HUGE costs for farmers mean HUGE meat prices for you

HUGE costs for farmers mean HUGE meat prices for you

Farmers today are struggling. They face cost increases in nearly every sector of the industry — like an 18 percent increase on fertilizer, 30 percent increase on seeds, and labor costs are up 45. And, unfortunately, those price increases affect YOU too…specifically when you’re at the grocery store trying to buy meat. It’s no wonder The Great Reset’s Klaus Schwab thinks finding alternative sources of protein (bugs, perhaps?) is a good idea…

Transcript

Below is a rush transcript that may contain errors

GLENN: So Pat Gray is joining us here, from Pat Gray Unleashed. Pat, I don't know if you saw, not only is energy costs going up now, because of what we're doing with Putin.

But farmers, yesterday, they came out with the cost of just the increase of cost of running a farm.

PAT: And that's bad for farmers. But really, I'm glad it doesn't affect us.

GLENN: Oh, yeah. It's only the farmers.

PAT: You know, I feel bad for the farmers.

GLENN: It will be fine for us. Contract labor, 45.1 percent.

Fertilizer, this chart says 18.

The fertilizer that most farmers use, just this last weekend, it was reported it's going up 300 percent.

Why?

Because of the next thing. LP gas. Twenty 200 and 26.7 percent increase.

Maintenance is 89 percent increase. Seeds, 30 percent increase. Insurance, 33 percent increase. So --

PAT: I think they will eat all that cost. That will be great.

GLENN: Yeah. They're so rich. They can do anything.

I'm telling you, support your local farmers. Support your local farmers. Let me show you something I found in Costco. Going shopping in Costco. Saw this, thought it was a misprint. Actually asked the butcher. That can't be right. Those two steaks are $99.

PAT: What?

GLENN: This steak is -- what does it say there? $221.

PAT: It's not wagyu, is it?

GLENN: It's wagyu.

• [What you should do]: By what percentage did the cost of seeds increase, according to the text about farm costs? The data that comes next has no connection to the text about farm costs.

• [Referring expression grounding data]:

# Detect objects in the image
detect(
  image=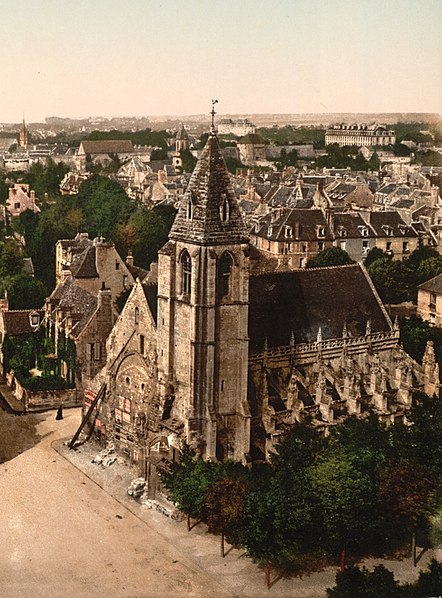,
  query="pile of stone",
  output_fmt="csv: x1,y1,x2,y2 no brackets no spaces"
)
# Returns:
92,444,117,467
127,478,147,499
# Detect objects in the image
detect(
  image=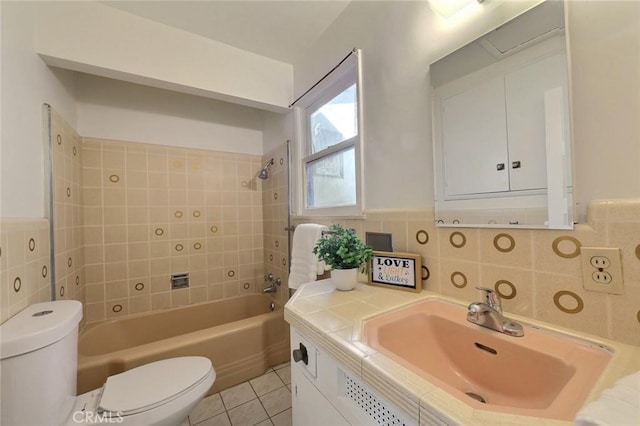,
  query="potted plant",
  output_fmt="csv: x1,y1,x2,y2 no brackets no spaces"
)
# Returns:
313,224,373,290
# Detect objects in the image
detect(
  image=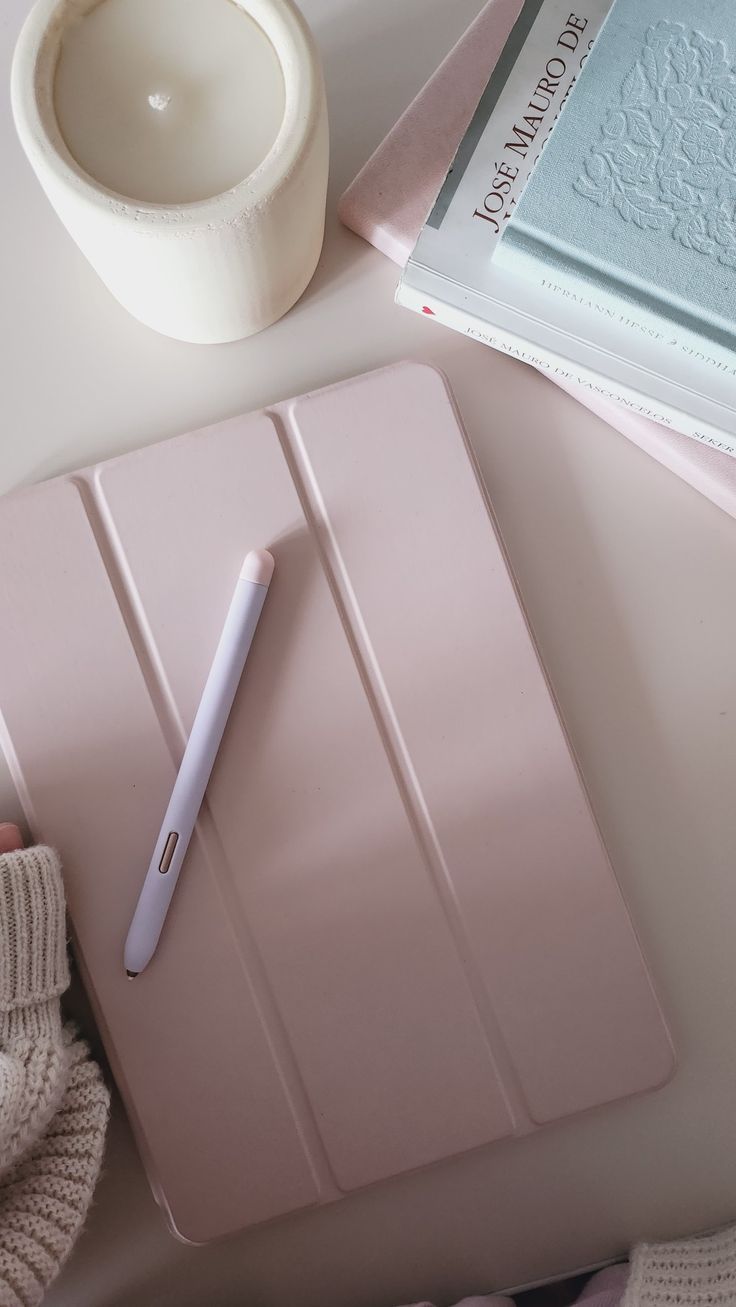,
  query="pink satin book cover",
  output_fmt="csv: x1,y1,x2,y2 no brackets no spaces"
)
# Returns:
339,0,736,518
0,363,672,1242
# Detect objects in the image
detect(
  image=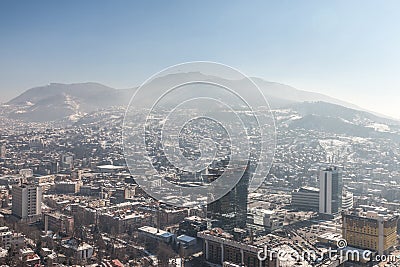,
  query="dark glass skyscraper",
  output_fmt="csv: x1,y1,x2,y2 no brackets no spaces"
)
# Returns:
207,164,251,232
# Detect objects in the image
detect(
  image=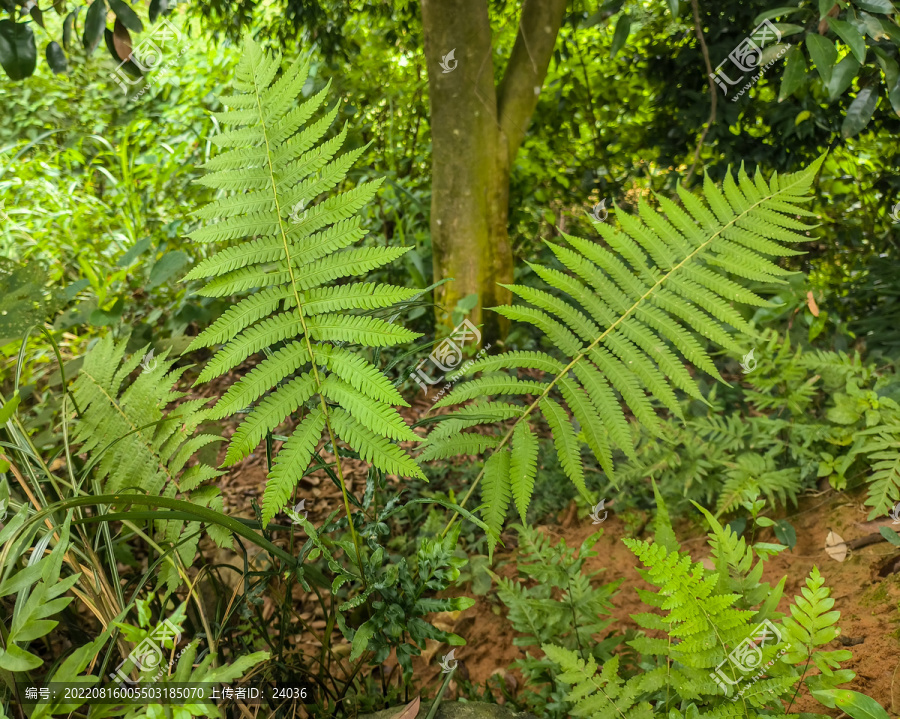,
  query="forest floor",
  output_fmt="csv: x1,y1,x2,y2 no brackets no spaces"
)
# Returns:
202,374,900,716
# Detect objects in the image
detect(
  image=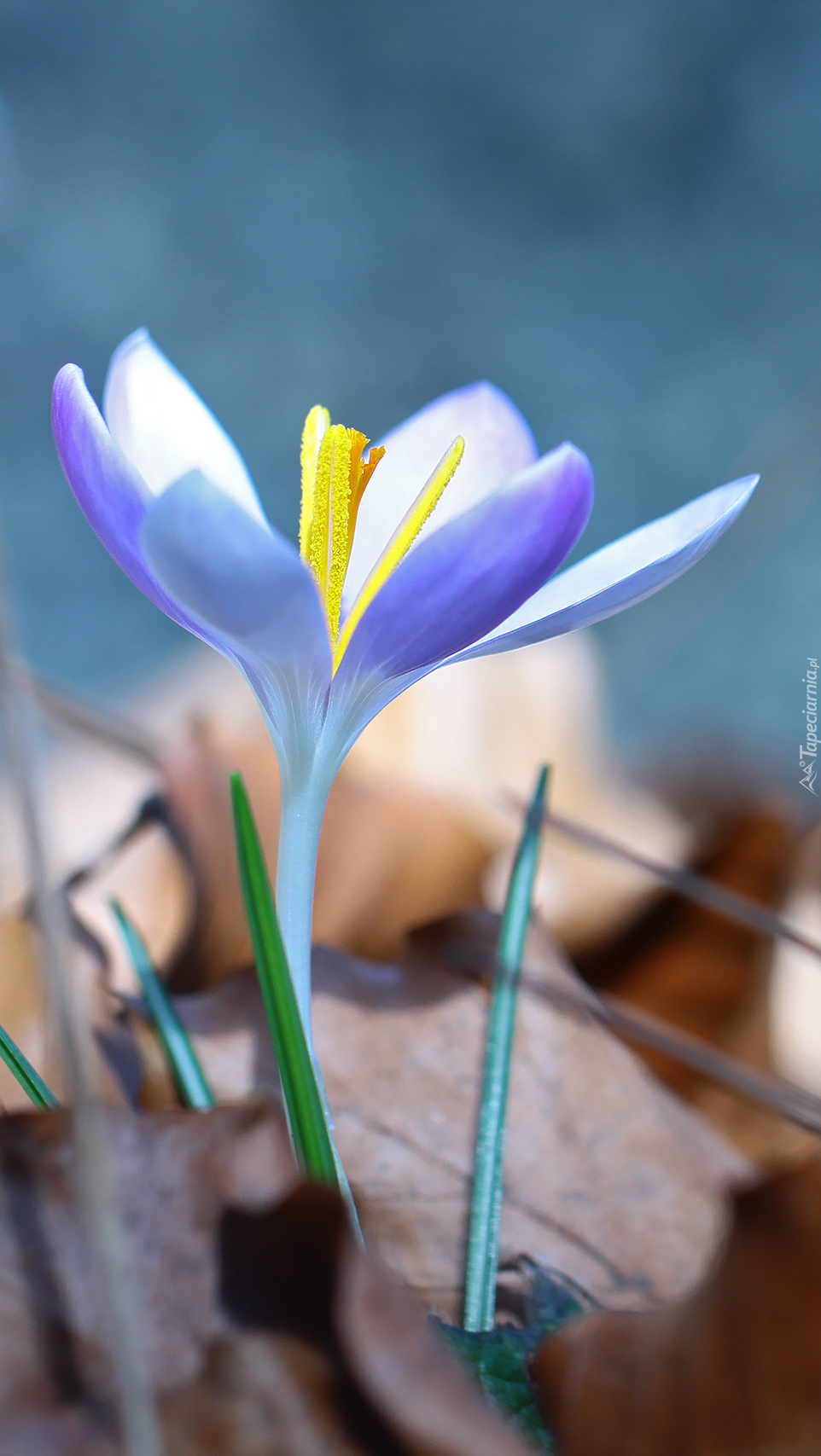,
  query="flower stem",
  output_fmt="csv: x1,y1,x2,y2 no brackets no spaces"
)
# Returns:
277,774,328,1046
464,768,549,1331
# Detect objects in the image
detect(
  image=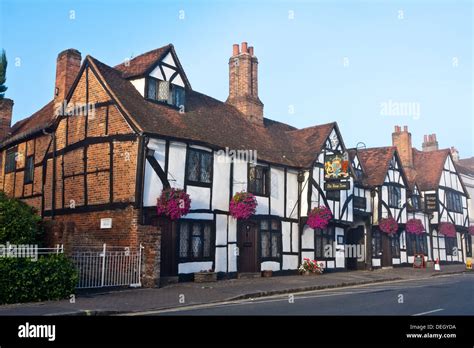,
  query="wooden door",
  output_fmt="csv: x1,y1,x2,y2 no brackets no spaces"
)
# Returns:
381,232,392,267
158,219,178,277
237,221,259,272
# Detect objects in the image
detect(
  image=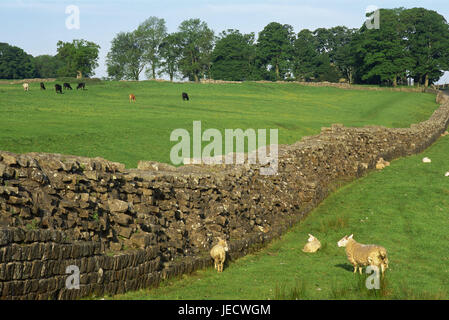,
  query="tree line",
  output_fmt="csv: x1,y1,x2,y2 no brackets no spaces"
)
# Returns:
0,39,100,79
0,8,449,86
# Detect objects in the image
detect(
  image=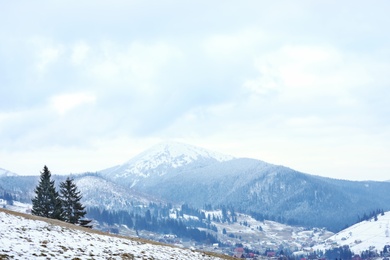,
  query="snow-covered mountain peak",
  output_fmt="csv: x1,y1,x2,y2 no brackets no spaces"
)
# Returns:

• [Response box]: Seed costs rose by 30 percent.